Extract provided:
------------------------------------------------------------

The end of the Serbian Despotate in 1459 was followed by the demise of the Kingdom of Bosnia (1463). The Ottoman Empire now ruled not only over all Serbs, except those in Montenegro, of which more will be said later, but stretched all the way from Mesopotamia to the Danube, and westward to the Adriatic. Serbs, Greeks, Bulgars, and Albanians were subjugated, and they had no idea how long their plight would last. At the same time, some among them concluded that life would be easier if they converted to Islam. Many others decided to move out – to Hungary or to go to the coast to look for a haven in Venice or in Venetian-held territories in Dalmatia, or to try the gates of Dubrovnik, which in exchange for tribute to the sultan, was allowed to retain its small territory free of Turks. Those who stayed and did not convert had one thing in common: all of them were classified as “giaours,” a category that lumped together all those who were not Muslim.
Typical Ottoman and converted treatment of Serbs
To the Turks, the Byzantine and Roman faiths were 2 sides of the same coin, a logical conclusion. In real life, however, the best proof that it was not so was to be found in the very fact of Turkish victory. It took them less than a century to annihilate 3 Balkan tsardoms, divided and never assisted by Christian Western Europe.
On the other hand, Christianity was the only single bond that the subjugated peoples of the Balkans now had in common. What else was there to hold onto until the Islamic flood should recede? Moreover, the Balkan peninsula became a 2-realm society: Muslim and Christian, one privileged and the other discriminated against. It was up to the individual to decide whether he wanted to live and die as an exploited person or lead a more favorable existence. It was obvious that hard decisions had to be made.

------------------------------------------------------------

Supplied data:
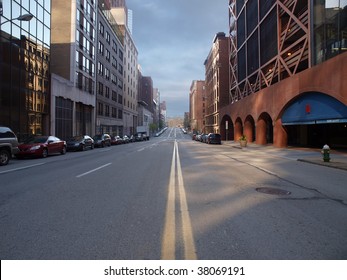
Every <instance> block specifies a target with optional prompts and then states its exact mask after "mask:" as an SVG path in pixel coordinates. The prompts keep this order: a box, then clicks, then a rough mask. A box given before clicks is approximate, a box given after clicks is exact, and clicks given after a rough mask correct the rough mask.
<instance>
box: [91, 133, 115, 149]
mask: <svg viewBox="0 0 347 280" xmlns="http://www.w3.org/2000/svg"><path fill="white" fill-rule="evenodd" d="M93 140H94V147H101V148H103V147H106V146H108V147H110V146H111V136H110V135H109V134H107V133H104V134H97V135H95V136H94V137H93Z"/></svg>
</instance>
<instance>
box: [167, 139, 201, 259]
mask: <svg viewBox="0 0 347 280" xmlns="http://www.w3.org/2000/svg"><path fill="white" fill-rule="evenodd" d="M176 166H177V179H178V180H177V182H176ZM176 185H177V186H178V190H179V200H180V212H181V220H182V236H183V244H184V258H185V259H189V260H195V259H197V256H196V249H195V242H194V236H193V230H192V225H191V221H190V217H189V210H188V204H187V197H186V192H185V188H184V182H183V175H182V169H181V163H180V157H179V152H178V144H177V141H176V140H175V144H174V149H173V154H172V161H171V171H170V182H169V186H168V199H167V205H166V214H165V225H164V232H163V239H162V248H161V259H164V260H174V259H175V258H176V237H175V234H176V217H175V215H176V213H175V203H176V193H175V188H176Z"/></svg>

------------------------------------------------------------

Request 1: Reproduce word for word the part of the account of Ottoman rule in the Balkans starting with "Typical Ottoman and" and going on through "to be made.".
Request 2: Carry on the account of Ottoman rule in the Balkans from its last sentence.
You can leave the records aside; none of them is used here.

Answer box 1:
Typical Ottoman and converted treatment of Serbs
To the Turks, the Byzantine and Roman faiths were 2 sides of the same coin, a logical conclusion. In real life, however, the best proof that it was not so was to be found in the very fact of Turkish victory. It took them less than a century to annihilate 3 Balkan tsardoms, divided and never assisted by Christian Western Europe.
On the other hand, Christianity was the only single bond that the subjugated peoples of the Balkans now had in common. What else was there to hold onto until the Islamic flood should recede? Moreover, the Balkan peninsula became a 2-realm society: Muslim and Christian, one privileged and the other discriminated against. It was up to the individual to decide whether he wanted to live and die as an exploited person or lead a more favorable existence. It was obvious that hard decisions had to be made.

Answer box 2:
The Turkish occupation did not mean the same thing for all Balkan nationalities. The Greeks, for example, who had played such an important role in the Byzantine world, were viewed with the greatest respect by the invader. The Turks were good fighters and eager to participate in the spoils of war, but when it came to bureaucracy and administration in general they were sadly lacking. It was not long after the fall of Constantinople that the city’s Greek, Venetian, and Jewish communities began to bustle with activity and opulence. Someone had to provide the continuity in commerce, administration, and in understanding the affairs of the Balkan mosaic. By all standards, in the reality of the period, the Greeks were the most suited for this function.
When it came to choosing who would represent the Christians and to provide spiritual leadership, the choice again fell to the Greeks. Having a Greek as Eastern Orthodox patriarch in Constantinople made a substantial difference.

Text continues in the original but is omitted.